Excerpts of labeled region data —
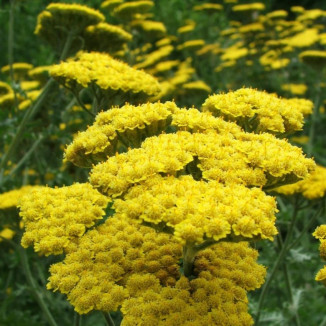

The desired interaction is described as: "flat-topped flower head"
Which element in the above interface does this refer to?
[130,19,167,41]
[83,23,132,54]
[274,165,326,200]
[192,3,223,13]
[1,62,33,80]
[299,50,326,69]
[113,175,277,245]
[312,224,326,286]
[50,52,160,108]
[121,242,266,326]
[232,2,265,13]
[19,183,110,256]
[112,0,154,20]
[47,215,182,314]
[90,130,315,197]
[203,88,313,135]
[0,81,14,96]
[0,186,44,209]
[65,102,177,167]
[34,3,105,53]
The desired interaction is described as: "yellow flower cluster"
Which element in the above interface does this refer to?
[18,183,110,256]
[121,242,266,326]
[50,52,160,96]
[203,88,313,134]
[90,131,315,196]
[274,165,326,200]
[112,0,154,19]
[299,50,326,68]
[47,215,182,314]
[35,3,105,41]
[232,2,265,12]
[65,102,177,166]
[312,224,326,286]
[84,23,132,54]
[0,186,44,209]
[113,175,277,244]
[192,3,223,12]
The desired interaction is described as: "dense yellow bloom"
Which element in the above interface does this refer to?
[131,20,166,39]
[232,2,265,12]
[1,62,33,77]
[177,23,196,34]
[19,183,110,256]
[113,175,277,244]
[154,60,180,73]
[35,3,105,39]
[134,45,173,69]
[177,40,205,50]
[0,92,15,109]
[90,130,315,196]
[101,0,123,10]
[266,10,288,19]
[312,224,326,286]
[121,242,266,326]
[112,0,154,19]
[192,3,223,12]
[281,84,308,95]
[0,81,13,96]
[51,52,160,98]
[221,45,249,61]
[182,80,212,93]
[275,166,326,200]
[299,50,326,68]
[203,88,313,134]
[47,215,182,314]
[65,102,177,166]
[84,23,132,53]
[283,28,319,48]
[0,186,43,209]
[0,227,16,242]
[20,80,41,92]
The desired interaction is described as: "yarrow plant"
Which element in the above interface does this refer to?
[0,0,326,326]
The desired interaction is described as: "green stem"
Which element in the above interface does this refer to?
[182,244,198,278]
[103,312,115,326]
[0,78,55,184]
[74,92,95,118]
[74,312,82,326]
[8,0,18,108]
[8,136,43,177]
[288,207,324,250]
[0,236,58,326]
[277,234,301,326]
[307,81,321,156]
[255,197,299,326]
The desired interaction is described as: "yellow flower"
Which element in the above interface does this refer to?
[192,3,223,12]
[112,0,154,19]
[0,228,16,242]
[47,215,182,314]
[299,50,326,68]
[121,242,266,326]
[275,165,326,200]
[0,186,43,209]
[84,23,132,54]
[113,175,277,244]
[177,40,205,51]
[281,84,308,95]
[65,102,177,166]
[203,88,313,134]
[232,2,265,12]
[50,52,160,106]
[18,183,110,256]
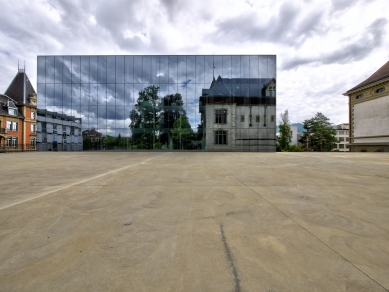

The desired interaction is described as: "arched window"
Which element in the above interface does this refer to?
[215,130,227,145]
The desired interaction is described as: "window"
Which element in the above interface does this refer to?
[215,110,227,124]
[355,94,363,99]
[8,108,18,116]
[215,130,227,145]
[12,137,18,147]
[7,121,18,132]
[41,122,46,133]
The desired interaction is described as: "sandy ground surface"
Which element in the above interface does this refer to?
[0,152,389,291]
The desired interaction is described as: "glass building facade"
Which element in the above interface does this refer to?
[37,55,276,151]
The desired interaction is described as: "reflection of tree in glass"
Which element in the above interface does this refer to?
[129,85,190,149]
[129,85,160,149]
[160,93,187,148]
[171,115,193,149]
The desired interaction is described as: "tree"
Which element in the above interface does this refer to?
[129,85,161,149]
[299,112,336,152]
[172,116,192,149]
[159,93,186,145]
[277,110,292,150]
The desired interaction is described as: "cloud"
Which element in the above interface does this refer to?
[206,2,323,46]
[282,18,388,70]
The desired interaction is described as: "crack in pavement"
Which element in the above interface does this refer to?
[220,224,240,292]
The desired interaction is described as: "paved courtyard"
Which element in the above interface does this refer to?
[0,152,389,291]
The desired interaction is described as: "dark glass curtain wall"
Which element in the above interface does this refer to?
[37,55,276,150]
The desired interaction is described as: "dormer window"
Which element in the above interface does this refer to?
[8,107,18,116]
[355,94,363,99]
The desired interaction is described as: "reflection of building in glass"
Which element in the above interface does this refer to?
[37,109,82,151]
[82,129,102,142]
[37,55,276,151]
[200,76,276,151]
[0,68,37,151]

Work instructions —
Report every line of the items above that contains the word "yellow", copying each line in full.

Answer to this task —
The desired interaction is described as: "yellow flower cluster"
The desired interaction is described as: "dense yellow bloom"
The desired interaction is described as: "yellow flower"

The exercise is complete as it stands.